* [Given task]:
In the records below, how many lines contain the string "baseboard"? Reply with the number alone.

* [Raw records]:
══════════

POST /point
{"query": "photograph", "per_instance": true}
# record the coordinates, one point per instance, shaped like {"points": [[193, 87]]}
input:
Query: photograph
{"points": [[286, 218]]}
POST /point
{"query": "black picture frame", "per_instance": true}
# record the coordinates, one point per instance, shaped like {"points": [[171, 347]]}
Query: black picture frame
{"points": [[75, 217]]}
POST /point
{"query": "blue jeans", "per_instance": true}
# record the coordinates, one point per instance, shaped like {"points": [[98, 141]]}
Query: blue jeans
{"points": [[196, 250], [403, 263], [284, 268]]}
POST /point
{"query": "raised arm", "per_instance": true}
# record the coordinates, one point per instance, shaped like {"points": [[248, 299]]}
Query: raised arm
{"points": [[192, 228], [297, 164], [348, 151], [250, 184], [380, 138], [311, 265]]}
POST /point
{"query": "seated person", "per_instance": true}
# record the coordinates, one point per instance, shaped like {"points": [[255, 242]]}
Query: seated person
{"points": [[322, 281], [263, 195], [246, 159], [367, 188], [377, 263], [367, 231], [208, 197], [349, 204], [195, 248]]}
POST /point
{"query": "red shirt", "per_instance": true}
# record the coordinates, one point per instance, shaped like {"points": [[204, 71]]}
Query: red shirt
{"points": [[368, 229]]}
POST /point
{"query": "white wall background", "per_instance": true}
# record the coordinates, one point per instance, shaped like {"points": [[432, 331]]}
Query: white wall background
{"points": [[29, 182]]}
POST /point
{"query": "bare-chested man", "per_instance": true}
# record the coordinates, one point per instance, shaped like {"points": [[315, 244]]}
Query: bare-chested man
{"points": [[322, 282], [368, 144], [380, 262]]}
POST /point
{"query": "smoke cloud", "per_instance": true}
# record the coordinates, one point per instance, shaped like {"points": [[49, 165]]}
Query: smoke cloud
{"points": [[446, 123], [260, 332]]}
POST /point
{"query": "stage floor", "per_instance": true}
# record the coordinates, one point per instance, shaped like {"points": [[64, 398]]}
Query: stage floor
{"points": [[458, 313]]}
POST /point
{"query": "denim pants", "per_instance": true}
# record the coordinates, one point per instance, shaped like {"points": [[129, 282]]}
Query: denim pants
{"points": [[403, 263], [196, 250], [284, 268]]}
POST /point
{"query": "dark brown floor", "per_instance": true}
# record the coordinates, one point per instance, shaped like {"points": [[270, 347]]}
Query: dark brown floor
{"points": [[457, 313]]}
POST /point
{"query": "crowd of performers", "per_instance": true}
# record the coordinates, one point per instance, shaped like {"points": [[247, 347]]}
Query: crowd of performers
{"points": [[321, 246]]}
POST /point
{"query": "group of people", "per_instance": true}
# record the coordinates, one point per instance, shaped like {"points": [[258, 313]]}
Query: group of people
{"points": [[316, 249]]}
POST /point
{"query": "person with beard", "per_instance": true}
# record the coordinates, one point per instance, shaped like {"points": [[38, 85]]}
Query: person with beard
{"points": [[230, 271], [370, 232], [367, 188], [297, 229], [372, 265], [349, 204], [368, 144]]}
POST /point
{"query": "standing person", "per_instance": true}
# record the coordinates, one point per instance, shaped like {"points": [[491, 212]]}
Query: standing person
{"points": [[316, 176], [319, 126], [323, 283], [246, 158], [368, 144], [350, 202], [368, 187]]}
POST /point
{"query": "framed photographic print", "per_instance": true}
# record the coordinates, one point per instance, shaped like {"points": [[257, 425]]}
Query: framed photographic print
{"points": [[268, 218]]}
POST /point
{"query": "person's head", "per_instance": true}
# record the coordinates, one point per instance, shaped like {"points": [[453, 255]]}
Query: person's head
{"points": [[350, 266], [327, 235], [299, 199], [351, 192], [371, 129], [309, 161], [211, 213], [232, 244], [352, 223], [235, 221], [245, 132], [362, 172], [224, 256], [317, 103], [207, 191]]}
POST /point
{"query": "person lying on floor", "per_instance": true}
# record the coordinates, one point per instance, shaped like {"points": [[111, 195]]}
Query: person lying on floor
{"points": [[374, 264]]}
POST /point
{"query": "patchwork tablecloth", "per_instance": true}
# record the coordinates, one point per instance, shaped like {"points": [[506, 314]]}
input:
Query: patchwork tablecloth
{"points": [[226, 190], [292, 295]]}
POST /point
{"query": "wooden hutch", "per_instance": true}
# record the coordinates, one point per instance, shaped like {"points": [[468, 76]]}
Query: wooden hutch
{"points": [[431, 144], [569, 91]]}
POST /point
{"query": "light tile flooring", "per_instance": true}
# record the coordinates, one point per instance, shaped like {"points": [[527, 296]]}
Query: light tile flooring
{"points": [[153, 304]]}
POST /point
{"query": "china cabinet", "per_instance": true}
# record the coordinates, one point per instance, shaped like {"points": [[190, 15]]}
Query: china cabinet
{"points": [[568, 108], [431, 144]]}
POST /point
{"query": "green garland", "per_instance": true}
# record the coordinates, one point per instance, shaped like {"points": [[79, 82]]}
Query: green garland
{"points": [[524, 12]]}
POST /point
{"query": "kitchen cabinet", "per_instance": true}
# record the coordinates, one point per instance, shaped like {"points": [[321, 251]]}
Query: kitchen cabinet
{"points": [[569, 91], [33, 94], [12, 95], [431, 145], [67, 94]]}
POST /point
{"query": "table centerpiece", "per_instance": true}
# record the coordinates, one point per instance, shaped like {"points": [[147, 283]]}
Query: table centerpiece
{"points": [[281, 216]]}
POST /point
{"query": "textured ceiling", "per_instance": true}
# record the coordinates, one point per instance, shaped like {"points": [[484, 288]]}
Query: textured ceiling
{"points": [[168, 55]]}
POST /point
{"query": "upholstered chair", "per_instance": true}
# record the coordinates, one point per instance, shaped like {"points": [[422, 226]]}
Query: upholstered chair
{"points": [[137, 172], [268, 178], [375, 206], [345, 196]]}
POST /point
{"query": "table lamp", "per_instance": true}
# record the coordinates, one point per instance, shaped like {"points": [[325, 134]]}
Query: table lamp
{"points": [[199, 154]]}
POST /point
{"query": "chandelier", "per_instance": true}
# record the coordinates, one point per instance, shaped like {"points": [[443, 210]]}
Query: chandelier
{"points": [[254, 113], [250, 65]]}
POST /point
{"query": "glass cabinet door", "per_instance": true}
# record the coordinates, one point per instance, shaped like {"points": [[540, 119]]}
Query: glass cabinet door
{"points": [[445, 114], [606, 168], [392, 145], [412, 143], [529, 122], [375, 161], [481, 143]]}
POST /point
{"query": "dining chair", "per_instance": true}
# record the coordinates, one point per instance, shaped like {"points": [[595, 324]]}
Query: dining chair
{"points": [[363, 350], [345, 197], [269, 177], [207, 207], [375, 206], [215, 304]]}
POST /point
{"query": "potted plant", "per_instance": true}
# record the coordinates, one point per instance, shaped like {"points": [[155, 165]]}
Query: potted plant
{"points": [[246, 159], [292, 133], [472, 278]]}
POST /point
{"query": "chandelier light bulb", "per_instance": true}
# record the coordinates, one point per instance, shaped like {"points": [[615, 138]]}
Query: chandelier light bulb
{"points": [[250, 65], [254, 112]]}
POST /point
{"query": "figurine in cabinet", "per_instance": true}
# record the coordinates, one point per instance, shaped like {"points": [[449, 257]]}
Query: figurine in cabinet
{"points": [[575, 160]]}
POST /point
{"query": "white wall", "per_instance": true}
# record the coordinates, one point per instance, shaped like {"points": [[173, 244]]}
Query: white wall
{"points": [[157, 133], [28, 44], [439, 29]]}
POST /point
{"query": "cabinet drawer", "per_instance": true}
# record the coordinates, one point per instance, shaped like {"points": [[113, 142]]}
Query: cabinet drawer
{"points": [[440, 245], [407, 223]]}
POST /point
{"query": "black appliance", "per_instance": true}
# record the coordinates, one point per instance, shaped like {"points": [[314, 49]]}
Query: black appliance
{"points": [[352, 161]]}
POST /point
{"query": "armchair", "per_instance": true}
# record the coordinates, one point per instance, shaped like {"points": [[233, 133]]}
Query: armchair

══════════

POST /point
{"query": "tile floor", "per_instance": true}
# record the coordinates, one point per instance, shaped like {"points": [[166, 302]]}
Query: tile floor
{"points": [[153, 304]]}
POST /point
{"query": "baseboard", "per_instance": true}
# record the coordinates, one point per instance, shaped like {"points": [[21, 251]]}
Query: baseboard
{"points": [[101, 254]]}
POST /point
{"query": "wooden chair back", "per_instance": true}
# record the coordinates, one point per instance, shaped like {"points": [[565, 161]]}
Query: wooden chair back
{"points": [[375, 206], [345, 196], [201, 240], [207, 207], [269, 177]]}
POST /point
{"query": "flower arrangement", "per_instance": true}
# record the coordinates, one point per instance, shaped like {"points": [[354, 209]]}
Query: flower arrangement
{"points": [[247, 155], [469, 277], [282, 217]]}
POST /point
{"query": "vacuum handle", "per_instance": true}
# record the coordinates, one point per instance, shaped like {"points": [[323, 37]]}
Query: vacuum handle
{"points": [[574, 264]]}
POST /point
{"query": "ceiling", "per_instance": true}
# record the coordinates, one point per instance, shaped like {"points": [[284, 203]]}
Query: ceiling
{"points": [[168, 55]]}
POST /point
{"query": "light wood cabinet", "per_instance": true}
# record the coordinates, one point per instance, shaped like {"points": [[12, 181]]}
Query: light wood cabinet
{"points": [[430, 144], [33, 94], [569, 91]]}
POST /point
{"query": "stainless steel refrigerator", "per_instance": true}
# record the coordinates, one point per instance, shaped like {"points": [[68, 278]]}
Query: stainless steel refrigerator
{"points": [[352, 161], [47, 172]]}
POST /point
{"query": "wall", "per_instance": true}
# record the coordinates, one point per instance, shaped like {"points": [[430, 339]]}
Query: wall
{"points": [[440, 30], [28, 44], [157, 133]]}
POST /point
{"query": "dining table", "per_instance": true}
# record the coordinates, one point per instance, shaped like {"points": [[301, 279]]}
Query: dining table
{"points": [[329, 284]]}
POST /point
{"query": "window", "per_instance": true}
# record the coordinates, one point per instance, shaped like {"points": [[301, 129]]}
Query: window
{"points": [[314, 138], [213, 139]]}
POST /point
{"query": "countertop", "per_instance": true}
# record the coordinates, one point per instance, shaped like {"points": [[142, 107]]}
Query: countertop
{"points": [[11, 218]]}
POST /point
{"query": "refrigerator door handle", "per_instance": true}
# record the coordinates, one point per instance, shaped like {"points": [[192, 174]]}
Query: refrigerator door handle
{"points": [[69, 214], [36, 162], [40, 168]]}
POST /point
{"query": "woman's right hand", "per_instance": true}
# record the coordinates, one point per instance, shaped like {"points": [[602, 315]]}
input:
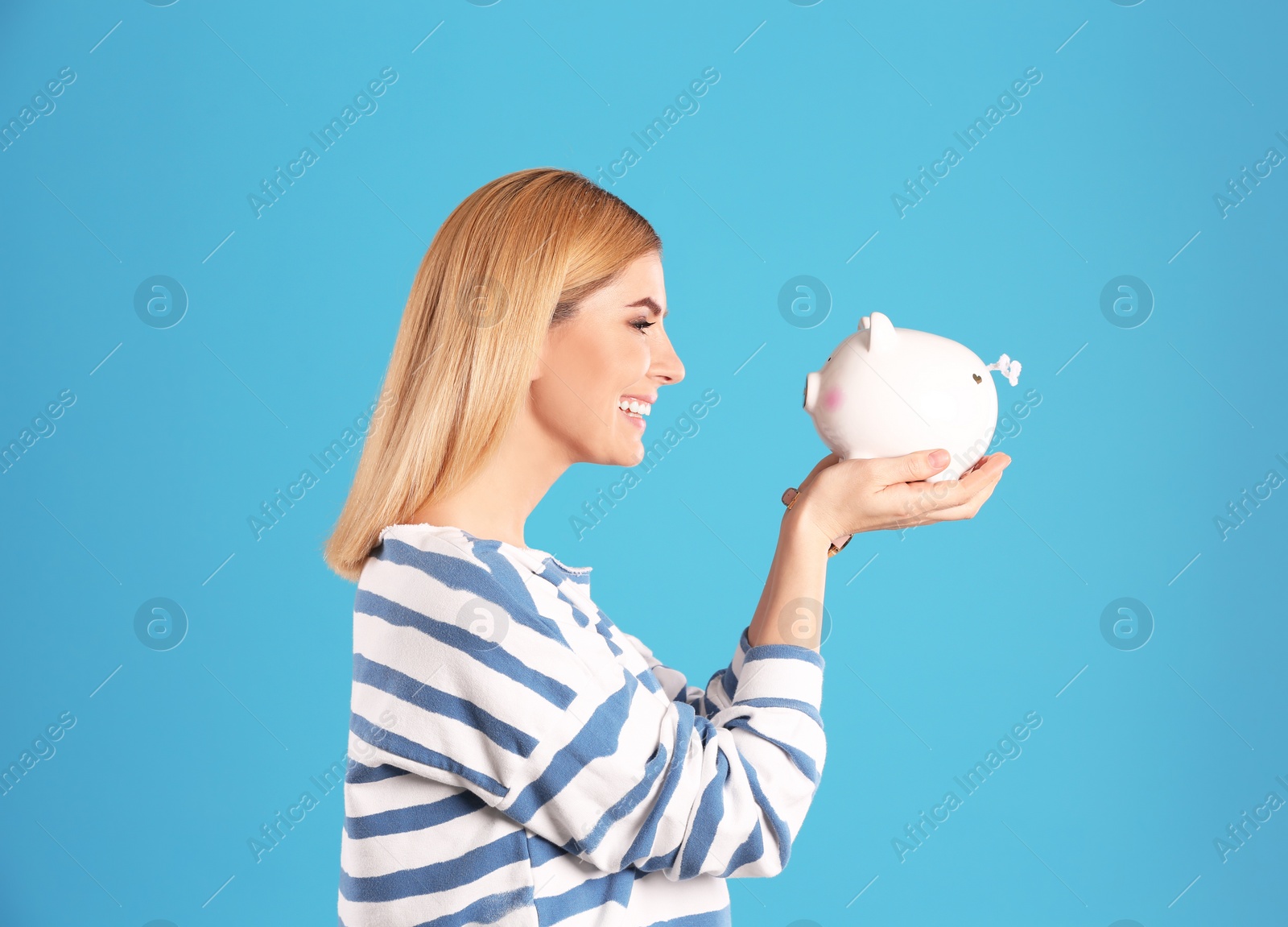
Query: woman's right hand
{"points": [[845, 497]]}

══════════

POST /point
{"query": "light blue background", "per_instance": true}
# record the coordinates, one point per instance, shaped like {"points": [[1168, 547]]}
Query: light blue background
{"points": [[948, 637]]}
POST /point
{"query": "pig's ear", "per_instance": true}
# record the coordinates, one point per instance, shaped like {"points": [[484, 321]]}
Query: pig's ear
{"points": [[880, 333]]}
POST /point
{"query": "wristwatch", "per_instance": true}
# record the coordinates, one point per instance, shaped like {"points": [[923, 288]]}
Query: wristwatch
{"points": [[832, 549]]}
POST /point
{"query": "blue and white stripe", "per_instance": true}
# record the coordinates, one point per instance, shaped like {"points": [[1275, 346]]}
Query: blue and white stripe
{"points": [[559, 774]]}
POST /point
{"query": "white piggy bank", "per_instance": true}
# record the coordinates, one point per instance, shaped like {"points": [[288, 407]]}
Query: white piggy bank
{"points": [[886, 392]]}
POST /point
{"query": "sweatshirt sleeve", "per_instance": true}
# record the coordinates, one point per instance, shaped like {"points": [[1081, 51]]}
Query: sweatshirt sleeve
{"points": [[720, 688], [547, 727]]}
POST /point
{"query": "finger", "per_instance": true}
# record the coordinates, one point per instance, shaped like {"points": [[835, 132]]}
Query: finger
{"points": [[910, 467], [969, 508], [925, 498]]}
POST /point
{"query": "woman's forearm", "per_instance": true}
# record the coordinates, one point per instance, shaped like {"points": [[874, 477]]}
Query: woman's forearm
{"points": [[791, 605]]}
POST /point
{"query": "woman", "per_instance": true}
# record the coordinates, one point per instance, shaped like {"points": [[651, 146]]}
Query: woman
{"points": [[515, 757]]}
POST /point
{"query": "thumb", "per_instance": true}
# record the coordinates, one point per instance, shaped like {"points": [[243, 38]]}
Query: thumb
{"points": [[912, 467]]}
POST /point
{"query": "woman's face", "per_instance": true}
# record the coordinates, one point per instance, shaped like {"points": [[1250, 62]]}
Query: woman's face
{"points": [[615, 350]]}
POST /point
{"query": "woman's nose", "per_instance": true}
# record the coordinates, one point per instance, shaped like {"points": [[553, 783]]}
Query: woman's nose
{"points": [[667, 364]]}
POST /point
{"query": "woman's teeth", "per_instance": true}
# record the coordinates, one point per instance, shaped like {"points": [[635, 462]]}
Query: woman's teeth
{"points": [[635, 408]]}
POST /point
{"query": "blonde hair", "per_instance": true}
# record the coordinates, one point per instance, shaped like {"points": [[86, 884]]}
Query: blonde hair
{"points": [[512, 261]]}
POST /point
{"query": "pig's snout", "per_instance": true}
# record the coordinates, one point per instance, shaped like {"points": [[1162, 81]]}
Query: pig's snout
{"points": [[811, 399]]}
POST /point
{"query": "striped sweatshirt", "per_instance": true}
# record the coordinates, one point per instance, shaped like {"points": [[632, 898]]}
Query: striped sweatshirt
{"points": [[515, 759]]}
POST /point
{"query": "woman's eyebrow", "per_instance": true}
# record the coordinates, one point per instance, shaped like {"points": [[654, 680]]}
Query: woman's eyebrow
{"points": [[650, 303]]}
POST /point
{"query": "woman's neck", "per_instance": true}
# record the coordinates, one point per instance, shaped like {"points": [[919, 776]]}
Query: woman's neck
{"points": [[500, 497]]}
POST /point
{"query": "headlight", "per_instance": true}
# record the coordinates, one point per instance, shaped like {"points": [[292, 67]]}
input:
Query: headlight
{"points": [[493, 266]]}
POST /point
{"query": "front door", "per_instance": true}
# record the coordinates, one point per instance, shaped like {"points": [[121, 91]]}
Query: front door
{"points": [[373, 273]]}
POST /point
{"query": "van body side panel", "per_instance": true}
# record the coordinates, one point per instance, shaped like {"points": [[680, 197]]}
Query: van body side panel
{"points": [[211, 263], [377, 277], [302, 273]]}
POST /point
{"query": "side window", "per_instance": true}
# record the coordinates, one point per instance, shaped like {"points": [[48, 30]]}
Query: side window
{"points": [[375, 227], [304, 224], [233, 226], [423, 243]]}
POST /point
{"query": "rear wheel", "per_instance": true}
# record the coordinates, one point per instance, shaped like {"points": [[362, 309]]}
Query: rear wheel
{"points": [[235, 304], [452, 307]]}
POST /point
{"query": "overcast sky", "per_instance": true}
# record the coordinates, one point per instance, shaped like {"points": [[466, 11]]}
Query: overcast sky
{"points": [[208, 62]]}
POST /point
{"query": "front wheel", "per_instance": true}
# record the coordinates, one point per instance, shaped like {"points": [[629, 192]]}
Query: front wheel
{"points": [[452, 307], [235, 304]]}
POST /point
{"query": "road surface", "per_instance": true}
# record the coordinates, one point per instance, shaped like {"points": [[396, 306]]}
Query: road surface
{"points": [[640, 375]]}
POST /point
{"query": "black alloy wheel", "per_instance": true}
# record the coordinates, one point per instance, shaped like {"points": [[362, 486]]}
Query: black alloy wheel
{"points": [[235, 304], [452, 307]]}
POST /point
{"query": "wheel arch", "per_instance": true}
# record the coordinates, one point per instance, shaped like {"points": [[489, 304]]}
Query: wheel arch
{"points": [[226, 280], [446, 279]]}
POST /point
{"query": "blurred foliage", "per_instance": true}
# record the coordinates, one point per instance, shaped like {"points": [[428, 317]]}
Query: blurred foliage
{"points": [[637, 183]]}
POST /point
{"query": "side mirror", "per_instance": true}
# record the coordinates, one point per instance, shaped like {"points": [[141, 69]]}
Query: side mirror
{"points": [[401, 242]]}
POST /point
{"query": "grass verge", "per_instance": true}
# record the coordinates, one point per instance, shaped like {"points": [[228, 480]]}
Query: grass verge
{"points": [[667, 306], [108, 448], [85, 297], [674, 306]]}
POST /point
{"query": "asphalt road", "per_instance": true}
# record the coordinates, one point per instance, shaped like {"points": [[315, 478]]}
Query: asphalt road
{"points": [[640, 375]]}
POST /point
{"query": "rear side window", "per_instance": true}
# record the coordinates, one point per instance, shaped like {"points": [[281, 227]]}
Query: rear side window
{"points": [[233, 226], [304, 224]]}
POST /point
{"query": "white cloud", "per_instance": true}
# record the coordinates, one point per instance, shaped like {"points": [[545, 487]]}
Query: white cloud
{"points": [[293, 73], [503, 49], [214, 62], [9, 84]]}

══════════

* [Answer below]:
2